%%
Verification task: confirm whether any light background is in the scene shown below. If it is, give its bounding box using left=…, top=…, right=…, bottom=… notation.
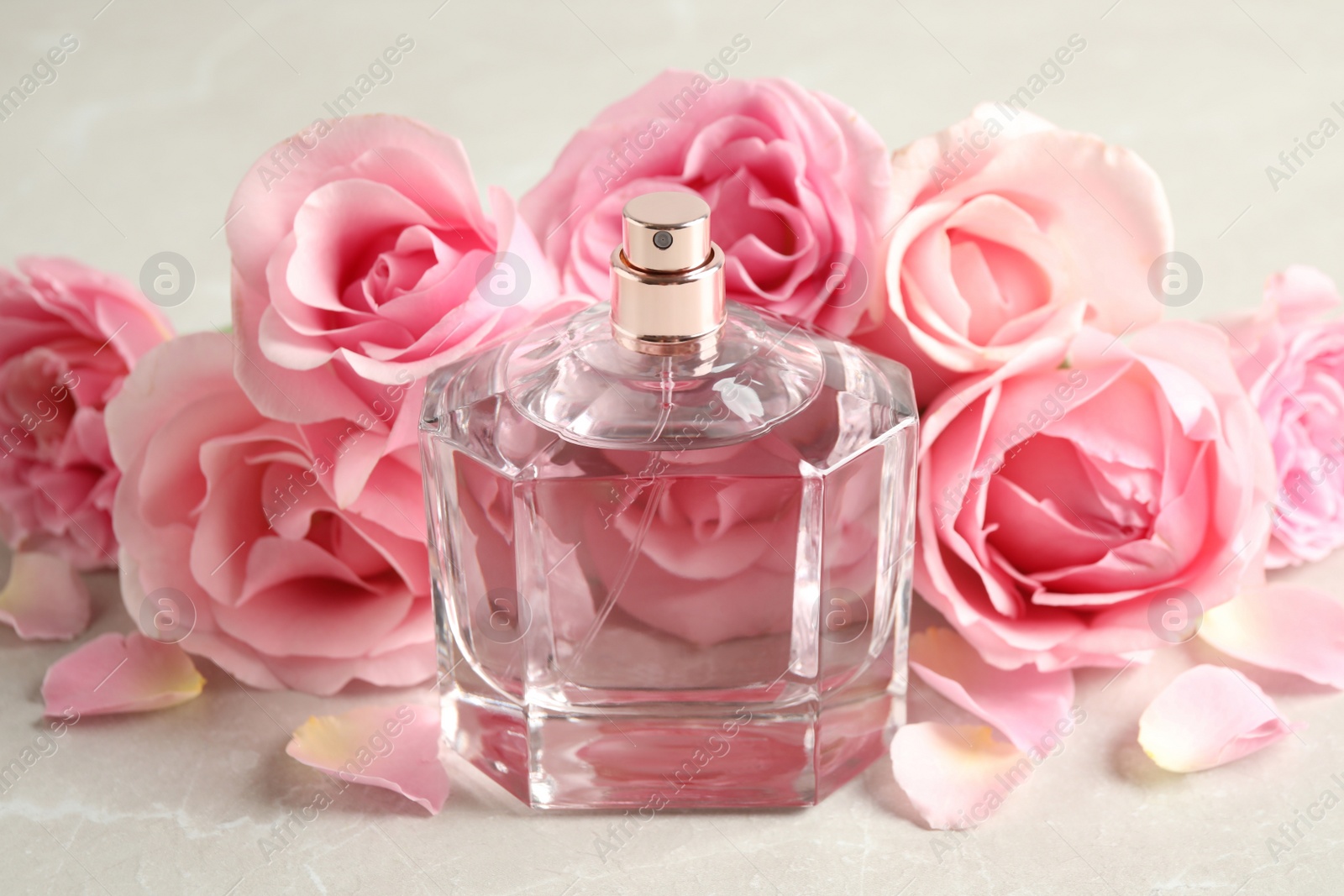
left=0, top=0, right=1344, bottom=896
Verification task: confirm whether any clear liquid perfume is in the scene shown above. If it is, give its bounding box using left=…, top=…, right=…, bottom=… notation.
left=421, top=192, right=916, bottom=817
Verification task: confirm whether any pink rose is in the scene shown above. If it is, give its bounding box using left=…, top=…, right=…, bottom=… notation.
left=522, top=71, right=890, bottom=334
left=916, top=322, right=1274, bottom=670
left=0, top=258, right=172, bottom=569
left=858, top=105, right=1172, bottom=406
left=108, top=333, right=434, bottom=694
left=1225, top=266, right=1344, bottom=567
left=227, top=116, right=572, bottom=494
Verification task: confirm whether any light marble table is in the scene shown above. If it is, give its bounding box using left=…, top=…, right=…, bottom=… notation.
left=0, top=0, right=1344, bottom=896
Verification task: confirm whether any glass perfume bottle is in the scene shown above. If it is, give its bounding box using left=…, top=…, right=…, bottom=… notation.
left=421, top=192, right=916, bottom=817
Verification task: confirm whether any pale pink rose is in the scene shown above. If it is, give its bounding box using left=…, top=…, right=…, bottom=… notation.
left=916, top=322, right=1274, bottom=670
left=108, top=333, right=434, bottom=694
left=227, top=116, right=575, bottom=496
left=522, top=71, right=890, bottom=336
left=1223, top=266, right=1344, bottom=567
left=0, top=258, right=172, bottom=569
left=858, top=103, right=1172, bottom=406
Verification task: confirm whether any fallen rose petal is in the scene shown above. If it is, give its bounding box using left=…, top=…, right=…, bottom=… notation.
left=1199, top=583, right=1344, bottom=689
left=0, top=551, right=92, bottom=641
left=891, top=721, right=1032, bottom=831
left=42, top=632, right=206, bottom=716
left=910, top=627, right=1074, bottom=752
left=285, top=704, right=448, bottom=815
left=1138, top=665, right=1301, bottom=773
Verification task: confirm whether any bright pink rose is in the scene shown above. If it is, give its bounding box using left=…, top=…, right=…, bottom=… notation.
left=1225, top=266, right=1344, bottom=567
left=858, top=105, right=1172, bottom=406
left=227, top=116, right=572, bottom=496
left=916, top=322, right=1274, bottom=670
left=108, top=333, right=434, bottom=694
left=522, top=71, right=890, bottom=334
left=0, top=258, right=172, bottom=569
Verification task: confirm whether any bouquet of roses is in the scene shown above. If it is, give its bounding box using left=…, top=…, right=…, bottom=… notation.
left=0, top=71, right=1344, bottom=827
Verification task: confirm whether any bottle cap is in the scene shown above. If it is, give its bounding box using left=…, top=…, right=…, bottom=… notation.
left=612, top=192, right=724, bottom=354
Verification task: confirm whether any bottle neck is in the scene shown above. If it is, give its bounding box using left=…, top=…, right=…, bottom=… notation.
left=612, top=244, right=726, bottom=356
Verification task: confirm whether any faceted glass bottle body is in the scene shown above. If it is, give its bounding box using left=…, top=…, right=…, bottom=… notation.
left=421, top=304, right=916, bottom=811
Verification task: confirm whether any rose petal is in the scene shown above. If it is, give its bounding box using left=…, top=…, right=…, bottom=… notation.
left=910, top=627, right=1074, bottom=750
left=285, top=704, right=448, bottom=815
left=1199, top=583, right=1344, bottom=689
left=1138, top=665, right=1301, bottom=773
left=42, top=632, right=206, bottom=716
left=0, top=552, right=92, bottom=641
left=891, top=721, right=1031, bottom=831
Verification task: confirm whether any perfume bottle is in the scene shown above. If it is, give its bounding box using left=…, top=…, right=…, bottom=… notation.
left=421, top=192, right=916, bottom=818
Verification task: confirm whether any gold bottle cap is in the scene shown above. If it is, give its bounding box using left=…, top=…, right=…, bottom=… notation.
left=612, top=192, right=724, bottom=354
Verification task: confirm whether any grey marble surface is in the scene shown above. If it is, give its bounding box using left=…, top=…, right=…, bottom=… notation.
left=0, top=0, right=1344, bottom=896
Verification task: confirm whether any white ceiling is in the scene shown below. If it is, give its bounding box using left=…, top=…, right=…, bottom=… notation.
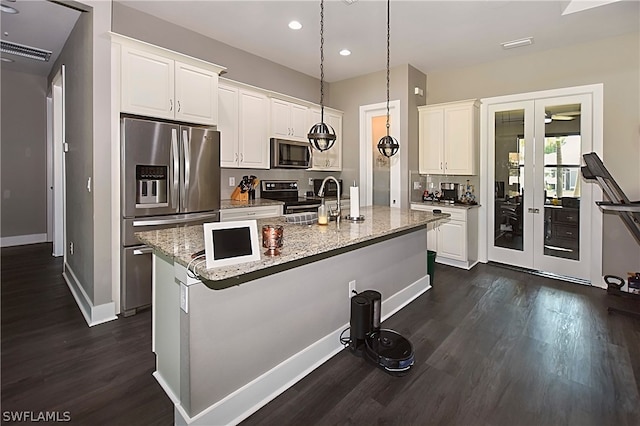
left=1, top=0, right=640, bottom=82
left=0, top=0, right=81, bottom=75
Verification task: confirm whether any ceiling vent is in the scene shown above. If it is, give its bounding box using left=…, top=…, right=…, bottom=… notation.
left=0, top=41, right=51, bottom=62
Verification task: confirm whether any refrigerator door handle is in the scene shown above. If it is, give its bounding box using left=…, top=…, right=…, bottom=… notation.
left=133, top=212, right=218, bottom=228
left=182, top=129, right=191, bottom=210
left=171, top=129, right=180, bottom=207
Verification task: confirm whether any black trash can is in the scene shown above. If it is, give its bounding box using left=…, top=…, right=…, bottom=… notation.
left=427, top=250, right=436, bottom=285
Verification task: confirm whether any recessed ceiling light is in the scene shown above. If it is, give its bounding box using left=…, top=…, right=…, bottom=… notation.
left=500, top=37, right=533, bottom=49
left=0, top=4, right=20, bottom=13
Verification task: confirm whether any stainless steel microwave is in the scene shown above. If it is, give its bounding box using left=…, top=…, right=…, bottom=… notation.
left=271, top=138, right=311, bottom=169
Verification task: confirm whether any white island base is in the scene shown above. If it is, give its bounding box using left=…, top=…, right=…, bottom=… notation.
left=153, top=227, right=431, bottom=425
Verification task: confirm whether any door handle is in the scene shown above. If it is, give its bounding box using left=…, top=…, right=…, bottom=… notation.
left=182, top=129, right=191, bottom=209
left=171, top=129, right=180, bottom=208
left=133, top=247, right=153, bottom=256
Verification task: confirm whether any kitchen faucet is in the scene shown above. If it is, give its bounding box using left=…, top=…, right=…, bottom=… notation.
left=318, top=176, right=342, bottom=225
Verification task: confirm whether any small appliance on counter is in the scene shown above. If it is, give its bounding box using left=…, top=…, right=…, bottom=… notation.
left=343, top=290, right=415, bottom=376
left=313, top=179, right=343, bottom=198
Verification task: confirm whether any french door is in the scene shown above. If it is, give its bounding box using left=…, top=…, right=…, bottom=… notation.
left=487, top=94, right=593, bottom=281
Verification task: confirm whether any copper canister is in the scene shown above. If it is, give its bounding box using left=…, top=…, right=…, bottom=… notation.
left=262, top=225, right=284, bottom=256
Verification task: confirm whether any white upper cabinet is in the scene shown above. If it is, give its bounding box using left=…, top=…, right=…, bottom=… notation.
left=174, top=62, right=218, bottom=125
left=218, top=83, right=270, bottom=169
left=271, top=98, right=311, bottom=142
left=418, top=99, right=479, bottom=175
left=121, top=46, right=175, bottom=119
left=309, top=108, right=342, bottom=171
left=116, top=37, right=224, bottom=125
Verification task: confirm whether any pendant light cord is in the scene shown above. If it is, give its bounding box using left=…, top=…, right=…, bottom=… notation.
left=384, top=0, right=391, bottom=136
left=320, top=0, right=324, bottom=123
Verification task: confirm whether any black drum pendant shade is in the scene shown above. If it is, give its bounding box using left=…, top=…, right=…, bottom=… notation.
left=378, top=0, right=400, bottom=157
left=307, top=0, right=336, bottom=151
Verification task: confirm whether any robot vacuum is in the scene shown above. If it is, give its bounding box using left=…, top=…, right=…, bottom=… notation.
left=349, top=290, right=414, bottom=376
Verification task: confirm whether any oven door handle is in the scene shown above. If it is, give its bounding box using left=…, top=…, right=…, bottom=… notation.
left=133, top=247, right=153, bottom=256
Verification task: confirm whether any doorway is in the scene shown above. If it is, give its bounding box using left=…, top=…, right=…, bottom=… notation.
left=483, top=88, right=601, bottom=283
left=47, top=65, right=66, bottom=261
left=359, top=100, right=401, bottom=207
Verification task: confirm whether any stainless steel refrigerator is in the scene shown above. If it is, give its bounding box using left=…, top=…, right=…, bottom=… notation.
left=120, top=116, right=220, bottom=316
%%
WHAT NEEDS TO BE DONE →
Copy out, without any change, the stretch of the records from the line containing "Verification task: confirm whether any small" through the line containing "left=307, top=0, right=336, bottom=151".

SOLUTION TO THIS EXERCISE →
Verification task: confirm whether any small appliance on counter is in the scene shown above. If it is, give its bounding box using left=…, top=…, right=…, bottom=… notation.
left=343, top=290, right=415, bottom=376
left=313, top=179, right=343, bottom=198
Verification task: confirm whether any french door is in the scene shown above. If it is, give its bounding box using left=…, top=…, right=…, bottom=… notation.
left=487, top=94, right=593, bottom=281
Verification task: confirm whether any copper canister is in the scene shown above. If it is, give its bounding box using left=…, top=…, right=…, bottom=… notation.
left=262, top=225, right=284, bottom=256
Verification task: confirm whether any white upper cabinet is in the scene shown above. If it is, give its bounding box using left=…, top=…, right=…, bottom=… notation.
left=174, top=62, right=218, bottom=125
left=218, top=83, right=270, bottom=169
left=271, top=98, right=311, bottom=142
left=418, top=99, right=479, bottom=175
left=121, top=46, right=175, bottom=119
left=309, top=108, right=342, bottom=171
left=116, top=37, right=224, bottom=125
Verification task: confirm whether any pendant light cord is in the scene shown above. If it is, give its bounding box using left=…, top=…, right=…, bottom=… notation.
left=384, top=0, right=391, bottom=136
left=320, top=0, right=324, bottom=123
Verification task: confirm whether any black drum pendant shade is in the scene shown above. If it is, give its bounding box using left=…, top=…, right=…, bottom=… notation.
left=378, top=0, right=400, bottom=157
left=307, top=0, right=336, bottom=151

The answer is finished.